● Written instruction
Rewrite the entries below with each "jeans" changed to "pants", keeping everything else the same, and leave the pictures out.
==== The input
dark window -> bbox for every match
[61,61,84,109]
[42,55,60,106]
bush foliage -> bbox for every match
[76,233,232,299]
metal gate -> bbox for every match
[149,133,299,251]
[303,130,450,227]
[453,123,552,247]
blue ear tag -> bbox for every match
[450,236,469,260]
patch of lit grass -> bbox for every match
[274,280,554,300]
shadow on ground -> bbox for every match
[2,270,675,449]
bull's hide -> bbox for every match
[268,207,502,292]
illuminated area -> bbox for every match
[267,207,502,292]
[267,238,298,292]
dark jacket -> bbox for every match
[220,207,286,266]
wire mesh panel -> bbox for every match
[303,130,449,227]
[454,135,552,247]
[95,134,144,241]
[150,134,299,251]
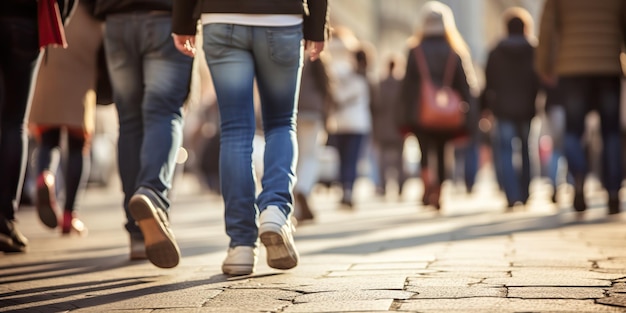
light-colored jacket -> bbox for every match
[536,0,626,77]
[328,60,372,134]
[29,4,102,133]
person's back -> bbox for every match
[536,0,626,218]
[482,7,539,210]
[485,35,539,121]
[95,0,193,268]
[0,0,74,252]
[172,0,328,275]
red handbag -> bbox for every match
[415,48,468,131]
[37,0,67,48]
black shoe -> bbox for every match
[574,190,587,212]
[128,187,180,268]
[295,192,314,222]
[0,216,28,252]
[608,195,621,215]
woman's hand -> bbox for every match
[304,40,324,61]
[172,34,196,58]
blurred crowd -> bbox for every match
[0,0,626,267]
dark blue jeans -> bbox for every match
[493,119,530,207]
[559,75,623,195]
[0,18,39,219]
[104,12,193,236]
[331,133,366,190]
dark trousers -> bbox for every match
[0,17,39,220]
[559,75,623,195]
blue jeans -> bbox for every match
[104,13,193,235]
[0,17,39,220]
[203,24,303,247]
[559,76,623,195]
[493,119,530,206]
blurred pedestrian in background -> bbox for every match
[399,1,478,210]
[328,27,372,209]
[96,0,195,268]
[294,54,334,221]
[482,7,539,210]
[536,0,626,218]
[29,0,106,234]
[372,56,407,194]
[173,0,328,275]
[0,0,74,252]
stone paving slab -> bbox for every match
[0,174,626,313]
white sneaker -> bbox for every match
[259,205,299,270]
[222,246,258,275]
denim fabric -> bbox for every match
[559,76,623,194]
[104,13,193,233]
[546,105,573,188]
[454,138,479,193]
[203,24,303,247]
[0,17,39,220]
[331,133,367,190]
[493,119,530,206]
========
● Task answer
dark window -> bbox for every match
[61,61,84,109]
[42,55,60,106]
bush foliage -> bbox for every match
[76,233,232,299]
metal gate -> bbox for every match
[149,133,299,251]
[303,130,450,227]
[453,123,552,247]
blue ear tag -> bbox for every match
[450,236,469,260]
patch of lit grass -> bbox for every match
[274,280,554,300]
shadow on ground -> bbox for every match
[2,270,675,449]
bull's hide -> bbox for every match
[268,207,502,292]
illuminated area -> bbox for every match
[267,207,502,292]
[267,238,298,292]
dark jacket -> bbox for every match
[220,207,286,266]
wire mesh panel -> bbox for every match
[303,130,449,227]
[454,135,552,247]
[95,134,144,241]
[150,134,299,251]
light-colored jacket -> bbox for every match
[536,0,626,77]
[328,60,372,134]
[29,4,102,133]
person's back -> bbox for every match
[536,0,626,218]
[482,7,539,210]
[485,35,539,121]
[95,0,193,268]
[0,0,74,252]
[172,0,328,275]
red handbag -> bbox for every match
[415,48,468,131]
[37,0,67,48]
black shoe -> bbox for every match
[574,190,587,212]
[128,187,180,268]
[295,192,314,222]
[0,216,28,252]
[608,195,621,215]
woman's hand -> bbox for every match
[304,40,324,61]
[172,34,196,58]
blurred crowd -> bbox for every match
[0,0,626,267]
dark blue pants -> bbox for every match
[493,119,530,207]
[559,75,623,195]
[0,18,39,219]
[104,12,193,236]
[331,133,366,190]
dark trousers -> bbox for every match
[0,17,39,220]
[559,75,623,195]
blue pants -> bbox for every match
[104,13,193,235]
[0,17,39,220]
[203,24,303,247]
[559,76,623,195]
[493,119,530,206]
blurred pedestrian in background -> bbox for every match
[399,1,478,210]
[328,27,372,209]
[96,0,195,268]
[294,54,334,221]
[482,7,539,210]
[536,0,626,218]
[29,0,106,234]
[372,56,407,194]
[173,0,328,275]
[0,0,74,252]
stone paving slab -> bbox for every match
[0,174,626,313]
white sneaker -> bbox for every match
[259,205,299,270]
[222,246,258,275]
denim fabric -> bbox for every match
[559,76,623,194]
[104,13,193,233]
[546,105,573,188]
[454,138,479,193]
[203,24,303,247]
[0,17,39,220]
[331,133,367,190]
[493,119,530,206]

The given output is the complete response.